EXERCISE DETAILS =
Locate each line in the entries below that contains the word "annotate" and copy every such line in full.

RECORDS SHOWN =
══════════════════════════════

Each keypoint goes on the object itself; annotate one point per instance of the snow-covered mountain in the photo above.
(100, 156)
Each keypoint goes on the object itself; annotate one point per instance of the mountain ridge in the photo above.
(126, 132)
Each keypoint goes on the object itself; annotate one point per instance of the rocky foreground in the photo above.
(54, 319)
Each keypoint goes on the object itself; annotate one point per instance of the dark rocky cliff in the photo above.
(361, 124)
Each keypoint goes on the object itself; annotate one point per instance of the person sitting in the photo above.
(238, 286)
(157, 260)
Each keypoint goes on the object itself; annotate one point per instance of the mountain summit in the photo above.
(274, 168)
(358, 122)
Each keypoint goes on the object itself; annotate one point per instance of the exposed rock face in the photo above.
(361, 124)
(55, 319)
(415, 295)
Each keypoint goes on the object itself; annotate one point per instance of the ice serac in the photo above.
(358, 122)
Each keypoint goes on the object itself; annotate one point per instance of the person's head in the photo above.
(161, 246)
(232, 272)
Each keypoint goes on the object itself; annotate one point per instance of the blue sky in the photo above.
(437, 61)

══════════════════════════════

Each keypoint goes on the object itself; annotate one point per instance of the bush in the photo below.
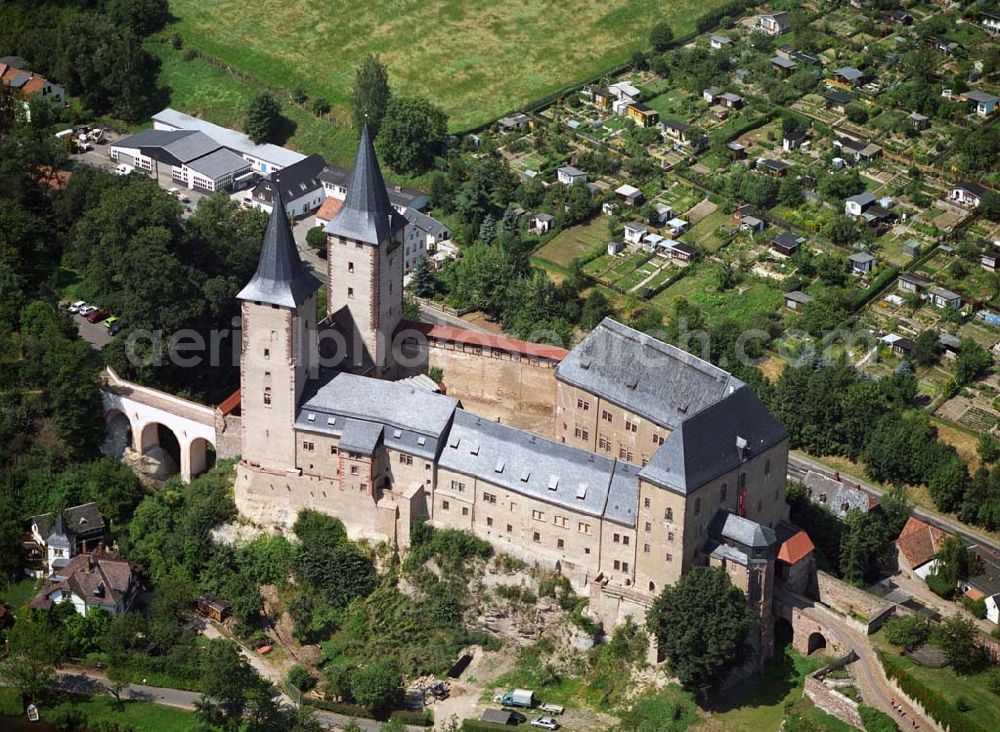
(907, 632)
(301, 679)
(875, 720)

══════════════════════════════

TASK RESPONSE =
Each keypoint goes on the object itself; annotate one point per instance of the snow-covered mountain in the photo above.
Each keypoint goes on the object itself; annotate one point per instance of the mountain ridge in the photo above.
Each keypoint goes on the object itself; annotate one point per instance of the rocky foreground in the photo above.
Each keypoint goes on the object itself; annotate one point per instance of the dark rocky cliff in the photo above.
Each keypoint goes on the object itself; annotate one point per instance of the person sitting in the photo above.
Each keypoint goes on the object itself; annotate one point per instance of the mountain summit in the photo above.
Each keypoint goes on the object itself; annotate one point per instance of the exposed rock face in the photo above.
Each keypoint goes on the object itself; annotate one point per instance of the ice serac in the photo above.
Each keypoint goes on the object itself; annotate one point per instance of the person's head in the photo above.
Each keypoint goes on the object itself; annotate one point per instance of the blue sky in the photo above.
Each keypoint goes on the object itself; annotate one point per instance of the bush in the photo below.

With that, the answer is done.